= Do this =
Starting at the line below that contains "In this exercise you will tag the dark blue", print each line through the end of the records exactly as it appears.

= Dataset entries =

________________________

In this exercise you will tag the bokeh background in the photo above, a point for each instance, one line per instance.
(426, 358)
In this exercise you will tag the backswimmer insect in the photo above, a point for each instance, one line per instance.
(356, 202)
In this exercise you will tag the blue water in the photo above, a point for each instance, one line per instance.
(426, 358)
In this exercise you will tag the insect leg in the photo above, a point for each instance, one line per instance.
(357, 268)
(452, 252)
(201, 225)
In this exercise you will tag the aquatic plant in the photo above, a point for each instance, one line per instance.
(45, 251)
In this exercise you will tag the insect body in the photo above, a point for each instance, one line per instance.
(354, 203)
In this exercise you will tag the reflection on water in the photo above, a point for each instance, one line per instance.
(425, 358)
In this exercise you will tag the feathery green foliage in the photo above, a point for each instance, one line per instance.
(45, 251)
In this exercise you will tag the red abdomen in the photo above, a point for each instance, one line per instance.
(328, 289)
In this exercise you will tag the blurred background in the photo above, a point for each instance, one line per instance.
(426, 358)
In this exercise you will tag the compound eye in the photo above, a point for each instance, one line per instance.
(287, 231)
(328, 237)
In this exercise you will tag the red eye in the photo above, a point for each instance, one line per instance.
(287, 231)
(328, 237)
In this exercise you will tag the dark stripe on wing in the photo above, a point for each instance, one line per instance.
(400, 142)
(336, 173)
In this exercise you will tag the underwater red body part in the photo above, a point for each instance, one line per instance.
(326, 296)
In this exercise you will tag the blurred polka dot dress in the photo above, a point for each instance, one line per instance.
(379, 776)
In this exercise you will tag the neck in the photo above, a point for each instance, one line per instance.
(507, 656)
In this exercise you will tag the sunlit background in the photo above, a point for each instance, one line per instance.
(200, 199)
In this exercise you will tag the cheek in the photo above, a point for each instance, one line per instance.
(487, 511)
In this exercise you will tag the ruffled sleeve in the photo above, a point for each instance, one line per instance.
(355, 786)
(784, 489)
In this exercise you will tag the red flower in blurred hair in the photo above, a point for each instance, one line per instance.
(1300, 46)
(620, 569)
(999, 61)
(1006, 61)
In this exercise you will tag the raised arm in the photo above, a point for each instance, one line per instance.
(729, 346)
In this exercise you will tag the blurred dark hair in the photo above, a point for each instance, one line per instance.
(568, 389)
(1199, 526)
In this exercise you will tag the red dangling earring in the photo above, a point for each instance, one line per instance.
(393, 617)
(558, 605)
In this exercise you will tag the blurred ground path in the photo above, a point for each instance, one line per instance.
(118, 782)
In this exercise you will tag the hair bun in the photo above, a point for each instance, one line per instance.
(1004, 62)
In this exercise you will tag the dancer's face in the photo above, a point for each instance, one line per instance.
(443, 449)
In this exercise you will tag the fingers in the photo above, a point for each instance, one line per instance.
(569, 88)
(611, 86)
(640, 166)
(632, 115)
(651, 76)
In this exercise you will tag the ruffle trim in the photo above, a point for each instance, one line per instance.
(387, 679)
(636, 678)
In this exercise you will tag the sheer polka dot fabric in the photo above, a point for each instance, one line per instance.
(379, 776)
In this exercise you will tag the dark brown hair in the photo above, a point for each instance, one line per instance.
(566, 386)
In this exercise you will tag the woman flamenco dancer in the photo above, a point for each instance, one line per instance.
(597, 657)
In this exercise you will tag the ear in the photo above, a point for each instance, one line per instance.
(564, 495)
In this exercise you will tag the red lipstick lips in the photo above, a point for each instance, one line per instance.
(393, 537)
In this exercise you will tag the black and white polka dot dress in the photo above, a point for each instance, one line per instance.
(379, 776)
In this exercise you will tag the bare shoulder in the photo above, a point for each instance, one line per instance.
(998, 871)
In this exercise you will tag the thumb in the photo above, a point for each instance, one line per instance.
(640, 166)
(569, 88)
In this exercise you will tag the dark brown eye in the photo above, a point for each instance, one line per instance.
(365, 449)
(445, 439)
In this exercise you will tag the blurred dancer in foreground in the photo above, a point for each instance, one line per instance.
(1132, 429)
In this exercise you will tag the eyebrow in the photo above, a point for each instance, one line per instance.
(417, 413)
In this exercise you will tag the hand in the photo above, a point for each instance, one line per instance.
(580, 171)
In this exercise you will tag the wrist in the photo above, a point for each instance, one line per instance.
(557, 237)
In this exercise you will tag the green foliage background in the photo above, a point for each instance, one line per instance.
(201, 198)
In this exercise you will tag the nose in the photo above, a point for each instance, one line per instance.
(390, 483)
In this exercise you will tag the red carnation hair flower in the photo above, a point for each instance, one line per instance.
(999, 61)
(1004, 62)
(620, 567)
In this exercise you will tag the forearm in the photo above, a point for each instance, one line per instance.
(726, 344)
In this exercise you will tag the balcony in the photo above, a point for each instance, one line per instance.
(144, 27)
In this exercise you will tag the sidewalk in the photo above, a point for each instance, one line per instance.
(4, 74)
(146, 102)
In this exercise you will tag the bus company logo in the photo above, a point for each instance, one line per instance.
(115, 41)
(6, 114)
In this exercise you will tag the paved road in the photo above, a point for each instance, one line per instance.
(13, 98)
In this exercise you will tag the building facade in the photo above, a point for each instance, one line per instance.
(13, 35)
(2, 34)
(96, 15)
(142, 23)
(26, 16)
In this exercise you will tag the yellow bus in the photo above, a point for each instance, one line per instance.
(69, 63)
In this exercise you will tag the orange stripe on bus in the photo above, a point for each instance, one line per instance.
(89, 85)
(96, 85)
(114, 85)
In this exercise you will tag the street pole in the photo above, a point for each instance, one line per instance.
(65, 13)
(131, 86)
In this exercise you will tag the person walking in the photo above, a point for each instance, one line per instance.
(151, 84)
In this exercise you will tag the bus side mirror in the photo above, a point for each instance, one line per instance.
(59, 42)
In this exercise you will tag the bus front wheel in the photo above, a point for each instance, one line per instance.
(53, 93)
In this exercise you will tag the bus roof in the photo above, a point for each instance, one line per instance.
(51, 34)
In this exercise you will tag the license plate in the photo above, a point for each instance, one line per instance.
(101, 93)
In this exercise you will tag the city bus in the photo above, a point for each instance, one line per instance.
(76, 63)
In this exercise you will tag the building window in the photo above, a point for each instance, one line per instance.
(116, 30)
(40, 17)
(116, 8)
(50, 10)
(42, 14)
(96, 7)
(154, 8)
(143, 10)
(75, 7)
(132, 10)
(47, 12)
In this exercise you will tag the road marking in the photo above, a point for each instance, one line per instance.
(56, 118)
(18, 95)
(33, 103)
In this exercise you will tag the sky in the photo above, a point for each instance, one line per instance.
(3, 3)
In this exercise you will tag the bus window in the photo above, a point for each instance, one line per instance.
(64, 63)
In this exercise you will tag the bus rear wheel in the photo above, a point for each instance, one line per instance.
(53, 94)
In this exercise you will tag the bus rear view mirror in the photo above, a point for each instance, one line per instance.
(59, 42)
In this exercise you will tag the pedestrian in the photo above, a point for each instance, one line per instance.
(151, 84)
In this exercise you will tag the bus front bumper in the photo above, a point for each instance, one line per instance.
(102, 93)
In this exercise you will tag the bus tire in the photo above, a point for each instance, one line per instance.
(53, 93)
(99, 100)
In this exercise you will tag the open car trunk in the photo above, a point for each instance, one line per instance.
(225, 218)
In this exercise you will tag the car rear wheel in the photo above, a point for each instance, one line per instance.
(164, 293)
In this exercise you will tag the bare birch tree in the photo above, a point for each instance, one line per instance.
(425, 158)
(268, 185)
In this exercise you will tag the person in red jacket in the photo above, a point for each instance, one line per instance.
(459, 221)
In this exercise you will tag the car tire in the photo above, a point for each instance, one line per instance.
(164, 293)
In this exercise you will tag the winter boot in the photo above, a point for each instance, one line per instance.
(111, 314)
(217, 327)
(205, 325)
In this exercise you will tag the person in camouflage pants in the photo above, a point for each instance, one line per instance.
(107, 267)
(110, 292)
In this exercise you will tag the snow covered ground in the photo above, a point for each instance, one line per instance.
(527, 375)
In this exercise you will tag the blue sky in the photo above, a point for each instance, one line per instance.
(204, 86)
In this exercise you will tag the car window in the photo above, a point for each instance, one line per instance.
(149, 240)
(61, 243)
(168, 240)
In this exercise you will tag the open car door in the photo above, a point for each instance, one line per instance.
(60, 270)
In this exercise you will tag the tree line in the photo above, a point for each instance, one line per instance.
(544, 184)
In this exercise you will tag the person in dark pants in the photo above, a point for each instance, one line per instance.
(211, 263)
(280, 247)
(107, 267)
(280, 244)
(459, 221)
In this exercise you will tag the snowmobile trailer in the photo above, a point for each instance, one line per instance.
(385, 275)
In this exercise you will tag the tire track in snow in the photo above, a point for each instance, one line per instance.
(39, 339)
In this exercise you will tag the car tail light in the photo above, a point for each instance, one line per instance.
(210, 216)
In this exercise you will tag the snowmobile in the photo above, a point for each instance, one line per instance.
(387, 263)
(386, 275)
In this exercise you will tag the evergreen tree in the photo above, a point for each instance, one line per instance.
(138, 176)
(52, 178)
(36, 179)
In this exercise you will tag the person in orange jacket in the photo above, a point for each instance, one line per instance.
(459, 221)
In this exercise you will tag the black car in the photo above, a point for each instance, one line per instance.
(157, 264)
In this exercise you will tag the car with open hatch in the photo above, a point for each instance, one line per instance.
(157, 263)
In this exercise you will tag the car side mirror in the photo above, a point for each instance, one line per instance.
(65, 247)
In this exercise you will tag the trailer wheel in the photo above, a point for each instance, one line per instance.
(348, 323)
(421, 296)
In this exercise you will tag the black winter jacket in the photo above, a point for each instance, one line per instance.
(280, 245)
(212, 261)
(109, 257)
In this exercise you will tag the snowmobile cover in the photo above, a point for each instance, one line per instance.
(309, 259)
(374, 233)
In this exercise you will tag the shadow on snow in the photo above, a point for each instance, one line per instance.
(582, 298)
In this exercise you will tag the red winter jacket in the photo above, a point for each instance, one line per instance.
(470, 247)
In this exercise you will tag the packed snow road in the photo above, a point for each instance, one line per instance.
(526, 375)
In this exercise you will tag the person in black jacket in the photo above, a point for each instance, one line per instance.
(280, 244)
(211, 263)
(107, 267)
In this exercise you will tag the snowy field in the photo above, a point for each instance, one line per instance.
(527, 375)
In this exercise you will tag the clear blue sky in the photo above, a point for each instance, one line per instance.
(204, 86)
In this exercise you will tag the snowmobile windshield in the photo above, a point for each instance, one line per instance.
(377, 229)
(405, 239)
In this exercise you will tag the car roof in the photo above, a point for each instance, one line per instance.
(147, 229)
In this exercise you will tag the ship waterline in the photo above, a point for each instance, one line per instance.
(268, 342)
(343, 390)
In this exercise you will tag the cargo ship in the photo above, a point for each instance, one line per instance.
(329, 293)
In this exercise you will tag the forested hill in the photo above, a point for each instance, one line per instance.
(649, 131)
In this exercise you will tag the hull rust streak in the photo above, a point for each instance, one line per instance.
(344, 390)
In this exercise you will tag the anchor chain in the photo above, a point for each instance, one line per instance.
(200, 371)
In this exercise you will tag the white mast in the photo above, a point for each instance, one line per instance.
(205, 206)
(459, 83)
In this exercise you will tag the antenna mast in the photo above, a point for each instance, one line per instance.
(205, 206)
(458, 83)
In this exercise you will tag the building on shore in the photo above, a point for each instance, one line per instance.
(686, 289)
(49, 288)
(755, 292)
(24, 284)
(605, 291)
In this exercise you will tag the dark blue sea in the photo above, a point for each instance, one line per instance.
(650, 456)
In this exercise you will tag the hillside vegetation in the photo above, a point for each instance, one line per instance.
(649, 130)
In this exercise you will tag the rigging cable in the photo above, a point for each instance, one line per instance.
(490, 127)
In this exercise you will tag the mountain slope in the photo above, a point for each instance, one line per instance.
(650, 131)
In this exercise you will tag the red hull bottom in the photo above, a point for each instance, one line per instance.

________________________

= Solved exercise =
In this exercise you will tag the dark blue sea in the photo above, a point for each instance, one line per instance.
(650, 456)
In this exercise you will tag the hillside vegetation in the photo above, a point for each instance, one line per instance.
(649, 130)
In this exercise you will tag the rigging cable in the photo above, a point for each instance, one line per instance.
(490, 127)
In this exercise you will tag the mountain slope in the photo above, a point for each instance, one line per instance.
(650, 131)
In this exercise you will tag the red hull bottom in the photo above, a point for each instance, one line per instance.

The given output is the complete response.